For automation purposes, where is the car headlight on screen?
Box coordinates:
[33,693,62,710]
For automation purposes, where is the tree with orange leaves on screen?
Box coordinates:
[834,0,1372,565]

What you will do: Rescale the listing by reproducing every line, requests included, with each bounding box coordinate in the answers multiplied by 0.55 and rounded to the nearest whole number, halves rounded up.

Result:
For automation purposes, where is the car headlight on screen?
Box coordinates:
[18,381,34,391]
For automation purposes, where is the tree with orange leaves on screen?
Box coordinates:
[459,0,755,311]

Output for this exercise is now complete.